-- Opening Marker --

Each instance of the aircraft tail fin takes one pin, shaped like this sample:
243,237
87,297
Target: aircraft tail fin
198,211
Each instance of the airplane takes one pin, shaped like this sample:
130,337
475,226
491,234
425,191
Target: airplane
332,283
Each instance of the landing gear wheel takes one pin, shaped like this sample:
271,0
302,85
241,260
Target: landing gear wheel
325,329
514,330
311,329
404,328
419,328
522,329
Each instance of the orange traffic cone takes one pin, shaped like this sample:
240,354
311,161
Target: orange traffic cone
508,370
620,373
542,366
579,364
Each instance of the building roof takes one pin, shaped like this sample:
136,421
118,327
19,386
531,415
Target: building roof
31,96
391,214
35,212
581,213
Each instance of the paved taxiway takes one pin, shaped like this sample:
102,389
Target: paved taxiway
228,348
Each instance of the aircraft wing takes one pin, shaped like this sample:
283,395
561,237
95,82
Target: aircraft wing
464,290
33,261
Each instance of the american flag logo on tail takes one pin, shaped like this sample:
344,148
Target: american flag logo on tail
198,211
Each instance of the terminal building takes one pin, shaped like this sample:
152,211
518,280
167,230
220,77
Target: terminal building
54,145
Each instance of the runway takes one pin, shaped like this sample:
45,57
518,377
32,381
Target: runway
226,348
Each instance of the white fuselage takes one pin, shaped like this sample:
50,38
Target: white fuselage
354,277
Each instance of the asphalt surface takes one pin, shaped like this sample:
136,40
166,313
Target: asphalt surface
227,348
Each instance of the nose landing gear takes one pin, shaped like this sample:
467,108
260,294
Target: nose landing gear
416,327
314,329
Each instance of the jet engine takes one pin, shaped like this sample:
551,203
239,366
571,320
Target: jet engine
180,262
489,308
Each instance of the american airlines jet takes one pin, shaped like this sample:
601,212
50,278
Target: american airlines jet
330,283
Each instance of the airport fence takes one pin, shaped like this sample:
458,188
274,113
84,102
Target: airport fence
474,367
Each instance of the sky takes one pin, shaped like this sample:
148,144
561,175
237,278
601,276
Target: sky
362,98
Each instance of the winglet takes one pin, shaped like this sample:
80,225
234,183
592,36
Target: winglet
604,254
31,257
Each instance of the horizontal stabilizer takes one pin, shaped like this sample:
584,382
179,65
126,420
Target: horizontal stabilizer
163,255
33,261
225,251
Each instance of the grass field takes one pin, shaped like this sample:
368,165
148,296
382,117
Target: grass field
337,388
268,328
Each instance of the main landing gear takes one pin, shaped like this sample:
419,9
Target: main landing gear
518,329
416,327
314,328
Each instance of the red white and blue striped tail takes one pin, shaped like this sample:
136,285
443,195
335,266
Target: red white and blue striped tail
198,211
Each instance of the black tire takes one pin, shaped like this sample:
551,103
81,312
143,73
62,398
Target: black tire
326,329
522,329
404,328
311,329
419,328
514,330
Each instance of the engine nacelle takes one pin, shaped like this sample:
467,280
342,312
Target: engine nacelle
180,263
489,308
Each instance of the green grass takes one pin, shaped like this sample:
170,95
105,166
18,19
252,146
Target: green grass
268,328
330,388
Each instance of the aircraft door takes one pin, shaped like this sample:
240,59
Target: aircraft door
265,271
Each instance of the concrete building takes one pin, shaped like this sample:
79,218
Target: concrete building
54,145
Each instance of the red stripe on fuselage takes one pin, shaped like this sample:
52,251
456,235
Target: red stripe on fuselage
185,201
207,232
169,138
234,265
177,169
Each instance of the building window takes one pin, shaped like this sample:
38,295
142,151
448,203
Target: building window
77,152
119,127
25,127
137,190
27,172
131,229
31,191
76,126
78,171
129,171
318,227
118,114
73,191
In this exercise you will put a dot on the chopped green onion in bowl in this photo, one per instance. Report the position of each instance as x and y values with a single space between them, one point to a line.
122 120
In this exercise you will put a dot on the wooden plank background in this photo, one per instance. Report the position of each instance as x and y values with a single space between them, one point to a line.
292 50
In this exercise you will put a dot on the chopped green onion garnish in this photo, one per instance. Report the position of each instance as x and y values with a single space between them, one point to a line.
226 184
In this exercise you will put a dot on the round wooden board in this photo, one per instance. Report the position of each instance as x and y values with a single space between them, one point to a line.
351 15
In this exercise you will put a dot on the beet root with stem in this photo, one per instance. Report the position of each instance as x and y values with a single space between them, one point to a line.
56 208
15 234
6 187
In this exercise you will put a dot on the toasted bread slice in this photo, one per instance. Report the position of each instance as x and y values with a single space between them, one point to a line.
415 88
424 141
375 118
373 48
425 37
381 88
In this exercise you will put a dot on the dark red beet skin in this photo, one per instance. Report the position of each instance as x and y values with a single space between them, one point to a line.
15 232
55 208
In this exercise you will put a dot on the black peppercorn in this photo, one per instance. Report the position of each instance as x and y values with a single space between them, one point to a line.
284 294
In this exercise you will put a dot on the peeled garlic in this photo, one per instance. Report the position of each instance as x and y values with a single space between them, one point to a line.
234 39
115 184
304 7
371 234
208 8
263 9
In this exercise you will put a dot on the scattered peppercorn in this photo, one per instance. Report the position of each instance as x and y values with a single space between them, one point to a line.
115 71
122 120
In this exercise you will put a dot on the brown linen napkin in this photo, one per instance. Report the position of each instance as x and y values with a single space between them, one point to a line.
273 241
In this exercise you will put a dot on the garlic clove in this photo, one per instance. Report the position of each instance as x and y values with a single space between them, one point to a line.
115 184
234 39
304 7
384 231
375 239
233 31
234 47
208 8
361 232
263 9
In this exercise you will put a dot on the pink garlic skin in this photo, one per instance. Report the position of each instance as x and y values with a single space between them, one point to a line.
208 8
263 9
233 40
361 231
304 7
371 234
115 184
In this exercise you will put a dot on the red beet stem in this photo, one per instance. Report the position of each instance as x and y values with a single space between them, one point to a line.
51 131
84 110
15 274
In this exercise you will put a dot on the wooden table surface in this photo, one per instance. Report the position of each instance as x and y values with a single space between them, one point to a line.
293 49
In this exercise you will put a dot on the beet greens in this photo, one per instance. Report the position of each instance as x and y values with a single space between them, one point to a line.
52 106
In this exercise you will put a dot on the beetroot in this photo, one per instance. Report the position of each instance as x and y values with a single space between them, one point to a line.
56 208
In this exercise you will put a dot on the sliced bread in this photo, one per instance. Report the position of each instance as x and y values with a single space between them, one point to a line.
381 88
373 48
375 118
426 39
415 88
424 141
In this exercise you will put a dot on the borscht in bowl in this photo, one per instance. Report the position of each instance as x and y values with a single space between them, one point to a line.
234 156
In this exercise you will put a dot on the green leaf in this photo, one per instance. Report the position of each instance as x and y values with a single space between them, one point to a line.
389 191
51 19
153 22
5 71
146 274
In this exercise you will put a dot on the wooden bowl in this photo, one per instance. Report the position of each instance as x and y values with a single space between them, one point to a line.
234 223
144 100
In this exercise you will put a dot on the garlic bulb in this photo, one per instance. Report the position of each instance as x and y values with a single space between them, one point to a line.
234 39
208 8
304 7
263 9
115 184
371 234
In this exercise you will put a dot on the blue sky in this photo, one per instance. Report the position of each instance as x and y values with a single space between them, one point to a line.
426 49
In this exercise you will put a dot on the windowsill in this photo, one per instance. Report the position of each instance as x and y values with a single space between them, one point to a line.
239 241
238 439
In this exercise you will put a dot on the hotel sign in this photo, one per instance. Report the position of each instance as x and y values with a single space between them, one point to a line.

-- Closing Marker --

Requirement: Give the records again, exactly as they appear.

Result below:
Each instance of the aircraft tail fin takes one pin, shaped like this sample:
243,237
87,297
Target: aircraft tail fin
198,211
Each instance of the airplane takes one pin, shaped like this sample:
130,337
475,226
491,234
425,191
Target: airplane
332,283
Each instance of the landing gear wheel takes one pin, shaped like this sample:
271,0
302,85
241,260
Target: landing gear wheel
325,329
514,330
311,329
404,328
419,328
522,329
Each instance of the orange traffic cone takes one pin, shaped like this sample:
240,354
311,161
Target: orange traffic cone
508,370
620,373
542,366
579,364
Each instance of the building roof takes one pin, shaped like this sample:
136,421
118,327
19,386
531,415
Target: building roof
31,96
391,214
35,212
581,213
Each instance of the paved taxiway takes one pin, shaped like this sample:
102,389
Target: paved taxiway
228,348
Each instance of the aircraft wing takes one pin, shaped like this sample:
283,395
561,237
95,82
Target: aircraft wing
464,290
33,261
Each instance of the american flag logo on tail takes one pin, shaped like this sample:
344,148
Target: american flag logo on tail
198,211
Each instance of the terminal building takes one pin, shaped like this sample:
152,211
518,280
167,230
220,77
Target: terminal building
54,145
Each instance of the runway takes one pin, shaped like this sample:
45,57
518,377
32,381
Target: runway
226,348
Each instance of the white fuselage takes one pin, shaped like this sample:
50,38
Target: white fuselage
354,277
Each instance of the asphalt surface takes one pin, shaped like this sample:
136,40
166,313
Target: asphalt surface
227,348
Each instance of the nose landing gear takes one pin, shaped like this sample:
467,108
260,294
Target: nose landing gear
416,327
314,329
Each instance of the jet engine takes one pin, shaped like this sample:
551,203
239,366
571,320
Target: jet engine
180,262
489,308
Each instance of the american airlines jet takes one pin, shaped like this sample:
601,212
50,278
Target: american airlines jet
330,283
Each instance of the airport fence takes one pin, shaped like this sample:
458,188
274,113
84,102
Target: airport fence
474,367
Each instance of the sky takes one pin, shaped like this sample:
148,144
561,175
237,278
601,276
Target: sky
362,98
Each instance of the winglet takes one pin, shaped like this sample:
80,225
234,183
592,36
Target: winglet
604,254
31,257
Each instance of the horizontal stabilizer takes one pin, shaped like this sample:
584,382
179,65
126,420
Target: horizontal stabilizer
163,255
33,261
225,251
Each instance of the grass field takes one pin, shaped like this sample:
368,165
148,296
382,117
Target: grass field
337,388
268,328
Each instance of the main landing gear takes one pin, shaped like this sample:
419,9
Target: main landing gear
518,329
416,327
314,328
Each instance of the red white and blue striped tail takes one pin, shaped like this sample:
136,285
443,195
335,266
Target: red white and blue striped tail
198,211
Each instance of the black tire takes one pin, shaped like this sample:
551,103
81,312
143,73
62,398
Target: black tire
326,329
522,329
404,328
311,329
419,328
514,330
Each instance of the engine nacelle takes one pin, shaped like this sample:
467,280
342,312
Target: engine nacelle
180,263
489,308
Each instance of the green grass takes one pin, shaped like this sample:
170,95
105,166
18,19
252,146
Target: green grass
268,328
330,388
Each instance of the aircraft door takes one pin, shaped like this sample:
240,59
Target: aircraft door
265,271
Each instance of the concrete building takes one pin, shaped like this sample:
79,218
Target: concrete building
54,145
Each instance of the red stripe on fuselage takes one pin, shaped like this sample:
52,251
456,235
Target: red stripe on fuselage
185,201
207,232
169,138
234,265
177,169
Each instance of the building window takes one pin, shaped like this sample:
38,295
142,151
448,203
Target: building window
77,152
119,127
25,127
137,190
27,172
131,229
31,191
76,126
78,171
129,171
318,227
118,114
73,191
In this exercise you will put a dot on the chopped green onion in bowl in this photo, one per instance. Report the position of each instance as x and y values with a single space between them, one point to a line.
122 120
In this exercise you will put a dot on the wooden plank background in this photo, one per instance. Report the position of each instance as x and y values with a single space between them, one point to a line.
292 50
In this exercise you will put a dot on the chopped green onion garnish in this photo, one per instance. Report the position of each instance as x and y values with a single space between them, one point to a line.
226 184
In this exercise you will put a dot on the round wooden board in this photo, one per instance. Report the position of each instance as x and y values with a single space between them, one point to a line.
351 15
In this exercise you will put a dot on the beet root with stem in this photo, one per instance. Report the position of each instance as x and y values with a single space between them, one point to a line.
56 208
15 234
6 187
In this exercise you will put a dot on the toasted bread slice in this photo, one per instance. Report the position of each instance as x and y values with a single space between them, one point to a line.
415 88
424 141
375 118
373 48
425 37
381 88
In this exercise you will put a dot on the dark red beet skin in this photo, one per instance. Report the position of each instance as x and y values with a single space between them, one point to a line.
15 232
55 208
In this exercise you will put a dot on the black peppercorn in this photo, one per instance. Report the position of each instance as x and y values with a single space between them, one point to a line.
284 294
In this exercise you will put a dot on the peeled garlic in this photo, one per instance. Report the position of each instance as x and y values with a single space between them, one point to a line.
234 39
115 184
304 7
371 234
208 8
263 9
In this exercise you will put a dot on the scattered peppercorn in this photo, one per instance. Report the position of each instance as x and y values with a single space between them, one point to a line.
115 71
122 120
In this exercise you will put a dot on the brown linen napkin in this photo, one per instance. Report the position of each instance as x and y values with a single space between them, one point to a line.
273 241
In this exercise you will put a dot on the garlic clove in this photo, one per instance. Report the position of each instance as x and y values with a single space between them, one point to a line.
115 184
234 39
304 7
384 231
375 239
233 31
234 47
208 8
361 232
263 9
In this exercise you will put a dot on the pink garlic skin in this photo, one per instance. Report the position of each instance as x and y values with a single space between them, one point to a line.
208 8
263 9
233 40
361 231
304 7
371 234
115 184
In this exercise you will put a dot on the red beet stem in this photo, one per instance. Report the position of each instance as x and y values with a single space between them, one point to a line.
51 131
84 110
15 274
In this exercise you will put a dot on the wooden table surface in this photo, one per instance. Report the position of each instance as x and y values with a single space between them, one point to a line.
293 49
In this exercise you will put a dot on the beet greens in this photo, one per instance. Report the position of each instance as x and y values with a single space between them, one point to a line.
52 106
In this exercise you will put a dot on the beetroot in this photo, one per instance. Report the position of each instance as x and y values with a single space between them, one point to a line.
56 208
In this exercise you will put a dot on the sliced bread in this photo, one per instance. Report the position of each instance as x and y values with a single space between them, one point to a line.
381 88
373 48
375 118
426 39
415 88
424 141
In this exercise you will put a dot on the borscht in bowl in this photo, one per instance. Report the position of each instance as x and y values with a single space between them, one point to a line.
234 156
In this exercise you will put a dot on the green leaf in this photo, one per instance. Report the position of each instance as x and y values with a single space between them, one point to a line.
389 191
51 19
153 22
5 71
146 274
In this exercise you will put a dot on the wooden bowl in this photo, one per instance. Report the position of each instance as x and y values with a single space between them, one point to a line.
234 223
144 100
In this exercise you will put a dot on the garlic bulb in this photo, one per instance. Report the position of each instance as x and y values with a single space between them, one point to a line.
234 39
208 8
304 7
263 9
115 184
371 234
In this exercise you will put a dot on the blue sky in this photo, one per instance. Report the position of each instance as x and y values with a single space between them, one point to a line.
426 49
In this exercise you will put a dot on the windowsill in this photo, one per instance. Report the position of each instance as x and y values with a single space between them, one point to a line.
239 241
238 439
In this exercise you will put a dot on the hotel sign in this photo, one per instance. Report the position of each instance as x and y values with a single space between them, one point to a line.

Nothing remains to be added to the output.